> **INSTRUCTION**:
Reproduce the items below, swapping each "instance" for "occurrence" and leaving everything else unchanged.

===== DATA FOR PROCESSING =====

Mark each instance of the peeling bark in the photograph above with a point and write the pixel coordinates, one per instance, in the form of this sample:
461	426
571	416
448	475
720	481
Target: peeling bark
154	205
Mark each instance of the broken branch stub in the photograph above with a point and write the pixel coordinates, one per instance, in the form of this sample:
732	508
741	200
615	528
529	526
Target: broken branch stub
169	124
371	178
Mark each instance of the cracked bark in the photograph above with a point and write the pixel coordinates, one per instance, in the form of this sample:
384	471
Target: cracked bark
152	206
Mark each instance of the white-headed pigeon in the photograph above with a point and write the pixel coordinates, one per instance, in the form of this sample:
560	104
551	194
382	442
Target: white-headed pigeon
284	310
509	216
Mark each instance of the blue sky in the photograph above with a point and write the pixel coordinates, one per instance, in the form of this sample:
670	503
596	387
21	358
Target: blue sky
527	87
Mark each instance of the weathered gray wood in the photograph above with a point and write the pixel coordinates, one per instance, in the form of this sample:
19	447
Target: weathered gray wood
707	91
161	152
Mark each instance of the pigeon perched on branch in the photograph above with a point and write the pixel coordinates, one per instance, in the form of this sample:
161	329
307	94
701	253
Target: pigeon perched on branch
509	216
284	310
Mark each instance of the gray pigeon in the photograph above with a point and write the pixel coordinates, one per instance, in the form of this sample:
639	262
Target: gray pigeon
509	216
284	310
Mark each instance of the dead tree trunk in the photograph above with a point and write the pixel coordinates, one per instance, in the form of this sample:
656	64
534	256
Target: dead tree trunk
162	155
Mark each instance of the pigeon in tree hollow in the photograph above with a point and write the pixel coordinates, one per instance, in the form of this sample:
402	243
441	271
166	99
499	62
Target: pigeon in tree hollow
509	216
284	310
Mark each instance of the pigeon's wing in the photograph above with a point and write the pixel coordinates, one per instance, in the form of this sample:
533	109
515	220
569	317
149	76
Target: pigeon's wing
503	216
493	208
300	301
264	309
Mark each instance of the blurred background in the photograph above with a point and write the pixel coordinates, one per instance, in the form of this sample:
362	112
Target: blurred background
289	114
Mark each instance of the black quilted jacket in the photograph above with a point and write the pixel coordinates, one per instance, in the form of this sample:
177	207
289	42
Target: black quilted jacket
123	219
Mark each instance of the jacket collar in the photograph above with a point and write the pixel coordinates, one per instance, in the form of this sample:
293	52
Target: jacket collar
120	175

=====

> **RESULT OF THIS TASK**:
Mark each occurrence of the peeling bark in the photograph above with a point and write the pixel coordinates, one per occurrence, in the form of this sample:
461	426
571	416
448	475
720	481
Target: peeling bark
154	205
Mark each occurrence of the broken branch stub in the photograph above with a point and write the pixel coordinates, one per occurrence, in the form of this sample:
732	508
741	200
615	528
529	526
Target: broken branch stub
169	124
371	178
Mark each occurrence of the cracked bark in the photograph above with a point and write the pixel coordinates, one per occurrence, in the form of this sample:
384	471
Target: cracked bark
152	206
Mark each occurrence of the white-headed pigeon in the photograph above with a point and write the pixel coordinates, one per occurrence, in the form of this sample:
560	104
551	194
382	442
Target: white-headed pigeon
284	310
509	216
Mark each occurrence of the blue sky in the photograph above with a point and write the pixel coordinates, one per occurrence, in the form of this sample:
670	503
596	387
21	358
Target: blue sky
527	87
Mark each occurrence of the weathered gray wood in the photograph above with a point and write the pixel coordinates, one per occurrence, in the form of this sample:
19	447
Target: weathered gray wood
707	91
161	152
Mark each occurrence of the pigeon perched on branch in the photograph above with a point and write the pixel coordinates, one per occurrence, in the form of this sample:
161	329
307	94
701	253
Target: pigeon perched on branch
509	216
284	310
Mark each occurrence of the gray pigeon in the photograph above with a point and write the pixel coordinates, one per occurrence, in the form of this sample:
639	262
Target: gray pigeon
509	216
284	310
Mark each occurrence of the dead tree trunk in the photograph above with a point and write the pixel coordinates, one per occurrence, in the form of this sample:
656	64
534	256
Target: dead tree trunk
162	155
Mark each occurrence of the pigeon in tree hollow in the photograph above with a point and write the pixel coordinates, one per occurrence, in the form of this sample:
402	243
441	271
166	99
499	62
Target: pigeon in tree hollow
509	216
284	310
Mark each occurrence of the pigeon's wing in the photograph above with a point and write the pixel coordinates, one per occurrence, in the form of this sample:
533	109
515	220
569	317
149	76
Target: pigeon's wing
503	216
493	208
300	301
264	309
Mark each occurrence of the blurred background in the photograph above with a point and write the pixel coordinates, one per occurrence, in the form of this sample:
362	112
Target: blurred background
289	114
Mark each occurrence of the black quilted jacket in the photograph above with a point and write the pixel coordinates, one per occurrence, in the form of this sample:
177	207
289	42
Target: black quilted jacket
123	219
Mark each occurrence of the jacket collar in the photograph above with a point and write the pixel coordinates, one per occurrence, in the form of this sample:
293	52
Target: jacket collar
120	175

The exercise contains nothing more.